Text passage:
------------------------------

Drug Discovery using AlphaFold, Neural Networks, and Docking Algorithms


Details
"Drug Discovery using AlphaFold, Neural Networks, and Docking Algorithms" -by Anirudh Venkatraman, Homestead High School
AGENDA:
Pre-register on Zoom:
6:45 Connection to Zoom chat with speaker and organizers
7:00 SFbayACM intro, upcoming events, introduce the speaker
7:10 presentation starts (~90 min with Q&A)
YouTube Live: and insurance industry
ABSTRACT:
From 2020 to 2022, I embarked on two different drug discovery projects. The first project dealt with small molecule drugs, using machine learning to expedite processes within computational chemistry. On the second project, I worked on protein therapeutics, particularly nanobodies. Unlike the small molecule drugs, synthetic nanobodies and antibodies are more easily accepted by the body since the mimic our immune system. Discovering effective nanobodies remains a time consuming process, mostly involving extensive wet-lab procedures. I was to develop biocomputational techniques to accelerate the determination of nanobodies with higher specificity and affinity to a pathogenic target, reducing costs and time-to-market and thereby saving lives.
The goal for the first project (2020-2021) was to leverage deep learning techniques to develop machine learning models to systematically generate new compounds and estimate their binding
For the project’s first phase, I trained a recurrent neural network training on 100,000 drug-like molecules and generating ~2000 unique and valid molecules, verified with Python’s rdkit library. In phase two, I built a convolutional neural network, training on the BindingDB ataset, to determine how well drugs interact with target proteins.
The model selected the best 500 drugs based on their IC50 value (drug quantity necessary to suppress protein’s function by 50%). Subsequently I ran a differential evolution algorithm to tweak each molecule to minimize its IC50, maximizing its effectiveness against the given protein.
For phase one, the RNN trained for over 200 epochs to 98% validation accuracy and predicted valid molecules 62% of the time. For phase two, the CNN trained for over 200 epochs to 0.57 𝑅2 , and predicted the correct IC-50 score to within 50% of its actual value.

------------------------------

Records shown:

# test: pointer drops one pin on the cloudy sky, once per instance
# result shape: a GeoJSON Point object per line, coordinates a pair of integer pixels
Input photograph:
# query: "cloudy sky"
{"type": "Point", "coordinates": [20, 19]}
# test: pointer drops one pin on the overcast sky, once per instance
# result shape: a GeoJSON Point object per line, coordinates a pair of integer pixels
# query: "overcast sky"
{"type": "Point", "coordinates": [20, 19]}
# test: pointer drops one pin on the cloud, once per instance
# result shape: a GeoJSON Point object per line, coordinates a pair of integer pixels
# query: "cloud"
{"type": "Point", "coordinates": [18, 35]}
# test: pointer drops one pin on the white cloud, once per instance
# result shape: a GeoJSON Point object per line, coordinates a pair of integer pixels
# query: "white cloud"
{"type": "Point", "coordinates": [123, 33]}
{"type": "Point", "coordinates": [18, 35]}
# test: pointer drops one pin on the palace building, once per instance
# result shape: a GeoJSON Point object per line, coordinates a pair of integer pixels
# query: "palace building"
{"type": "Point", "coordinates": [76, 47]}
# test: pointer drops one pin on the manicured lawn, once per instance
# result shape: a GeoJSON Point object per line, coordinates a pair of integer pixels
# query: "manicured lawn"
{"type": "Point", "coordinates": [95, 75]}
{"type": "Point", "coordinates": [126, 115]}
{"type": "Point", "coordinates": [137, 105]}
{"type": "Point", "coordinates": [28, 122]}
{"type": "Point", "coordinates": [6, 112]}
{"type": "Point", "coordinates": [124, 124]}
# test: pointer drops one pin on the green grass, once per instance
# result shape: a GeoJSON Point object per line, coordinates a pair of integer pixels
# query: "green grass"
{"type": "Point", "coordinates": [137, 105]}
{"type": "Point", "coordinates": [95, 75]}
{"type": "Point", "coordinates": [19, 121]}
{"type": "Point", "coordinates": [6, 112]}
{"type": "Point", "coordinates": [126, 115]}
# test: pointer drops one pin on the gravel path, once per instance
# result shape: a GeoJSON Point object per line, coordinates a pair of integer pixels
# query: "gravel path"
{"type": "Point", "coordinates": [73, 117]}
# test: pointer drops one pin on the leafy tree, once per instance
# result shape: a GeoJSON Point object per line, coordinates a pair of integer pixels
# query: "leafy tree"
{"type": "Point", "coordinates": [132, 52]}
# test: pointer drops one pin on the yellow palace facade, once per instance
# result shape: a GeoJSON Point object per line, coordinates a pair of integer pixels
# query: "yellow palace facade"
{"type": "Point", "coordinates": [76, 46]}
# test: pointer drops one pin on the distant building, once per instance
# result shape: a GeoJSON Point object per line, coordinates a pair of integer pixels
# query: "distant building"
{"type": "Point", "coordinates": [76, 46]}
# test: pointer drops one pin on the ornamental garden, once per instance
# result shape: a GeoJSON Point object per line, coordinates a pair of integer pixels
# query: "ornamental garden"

------------------------------

Exercises to complete:
1. Reproduce the drug discovery text from "For phase one, the" up to and including "its actual value.".
2. Write what comes next in the drug discovery talk description, picking up after its last sentence.

Responses by task:
1.
For phase one, the RNN trained for over 200 epochs to 98% validation accuracy and predicted valid molecules 62% of the time. For phase two, the CNN trained for over 200 epochs to 0.57 𝑅2 , and predicted the correct IC-50 score to within 50% of its actual value.

2.
Testing my entire algorithm to predict a drug that binds most effectively to SYK Kinase, PI4KA (protein secreted by Hepatitis C), Histone deacetylase 1, and Glutaminase kidney isoform, I found the four drugs generated by my model’s predictions were all below 25 nanomolars for IC50.
For the second project (2021-2022), on protein therapeutics, particularly nanobodies that retain the binding affinity of antibodies despite being one-tenth the size, are emerging as viable treatment optionsto counter the mushrooming viral variants.
My unique computational approach used ensemble-stacking to develop nanobodies by sequencing the CDR-H3 region of nanobodies - sequence of amino acids in the variable binding region critical to determining specificity. In a search space of about 2020 different CDR-H3 sequences, the model predicted 50 effective sequences against an antigen target, by training on previous phage display data to ccurately predict and rank the affinity of CDR-H3 sequences.
Ensemble-stacking achieved highly accurate predictions of binding affinity, with R2 of 0.75 and a Pearson correlation coefficient of 0.87 in addition to a classification AUROC of 0.965. I tested the top 50 algorithm-generated nanobodies by using 3D computational methods to measure their binding affinity. My approach yielded nanobody candidates with a lower Gibbs Free energy value (a measure of stronger specificity and binding) of -10.24 kcal/mol compared to the best in vitro derived candidates (-9.65 kcal/mol).
Results indicate that biocomputational methods using ensemble-stacking can be successfully leveraged to quickly and accurately generate nanobody candidates thereby accelerating development of successful vaccines.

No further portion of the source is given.